*Selected extract*
Back in 2017, when President Donald Trump accidentally tweeted the word “Covfefe,” it was followed by 42 separate attempts to register it as a trademark. After the Philadelphia Eagles ran the famous “Philly Special” trick play in Super Bowl LII, 10 such applications were filed.
Just three days after the Boston Marathon bombing in April 2013, four applications had already been filed to register “Boston Strong” — the rallying cry for the city in the wake of the attack. Eventually, seven more were filed.
“Depending upon how you look at it, it reflects the best and worst of the capitalist ethos and desire to get rich quick from widespread trending events,” Matheson said.
It also reflects a deep misunderstanding of how trademark law works.
For starters, U.S. trademark law doesn’t simply reward whoever is quickest to file a piece of paper with the government. Applicants must show that they have a bona fide intent to use the term on a particular set of goods and services — something most “coronavirus” applicants are unlikely to do.

*What is expected*
Copy the passage on trademark filings word for word, from "Just three days" up to and including "more were filed.".

*Records*
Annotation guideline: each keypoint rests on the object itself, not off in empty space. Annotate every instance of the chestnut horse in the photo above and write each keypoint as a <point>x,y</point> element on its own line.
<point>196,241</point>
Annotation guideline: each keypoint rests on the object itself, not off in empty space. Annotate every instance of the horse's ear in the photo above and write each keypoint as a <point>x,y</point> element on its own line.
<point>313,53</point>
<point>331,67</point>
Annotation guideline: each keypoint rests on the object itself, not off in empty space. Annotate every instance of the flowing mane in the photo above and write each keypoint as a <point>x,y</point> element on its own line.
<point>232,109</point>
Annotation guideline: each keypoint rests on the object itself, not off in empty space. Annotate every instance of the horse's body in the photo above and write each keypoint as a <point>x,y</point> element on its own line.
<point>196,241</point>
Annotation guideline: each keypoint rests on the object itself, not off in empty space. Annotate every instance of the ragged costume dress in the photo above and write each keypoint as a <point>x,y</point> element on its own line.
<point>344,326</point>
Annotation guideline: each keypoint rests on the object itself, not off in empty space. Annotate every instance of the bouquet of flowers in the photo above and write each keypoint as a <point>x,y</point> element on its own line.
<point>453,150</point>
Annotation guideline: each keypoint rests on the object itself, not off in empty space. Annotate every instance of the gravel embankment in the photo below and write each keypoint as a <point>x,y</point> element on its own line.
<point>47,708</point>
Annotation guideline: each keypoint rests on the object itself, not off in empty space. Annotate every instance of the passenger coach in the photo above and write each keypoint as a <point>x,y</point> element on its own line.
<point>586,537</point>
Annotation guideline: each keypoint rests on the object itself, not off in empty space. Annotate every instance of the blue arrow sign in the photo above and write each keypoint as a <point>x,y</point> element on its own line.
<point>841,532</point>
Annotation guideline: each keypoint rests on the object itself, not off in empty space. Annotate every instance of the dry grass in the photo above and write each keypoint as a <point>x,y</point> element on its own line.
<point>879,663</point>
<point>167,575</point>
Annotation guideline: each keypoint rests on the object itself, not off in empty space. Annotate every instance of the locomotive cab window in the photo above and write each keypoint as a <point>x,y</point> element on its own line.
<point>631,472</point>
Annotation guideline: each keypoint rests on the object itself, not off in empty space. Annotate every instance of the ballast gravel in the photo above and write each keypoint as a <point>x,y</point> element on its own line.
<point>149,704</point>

*Written reply*
Just three days after the Boston Marathon bombing in April 2013, four applications had already been filed to register “Boston Strong” — the rallying cry for the city in the wake of the attack. Eventually, seven more were filed.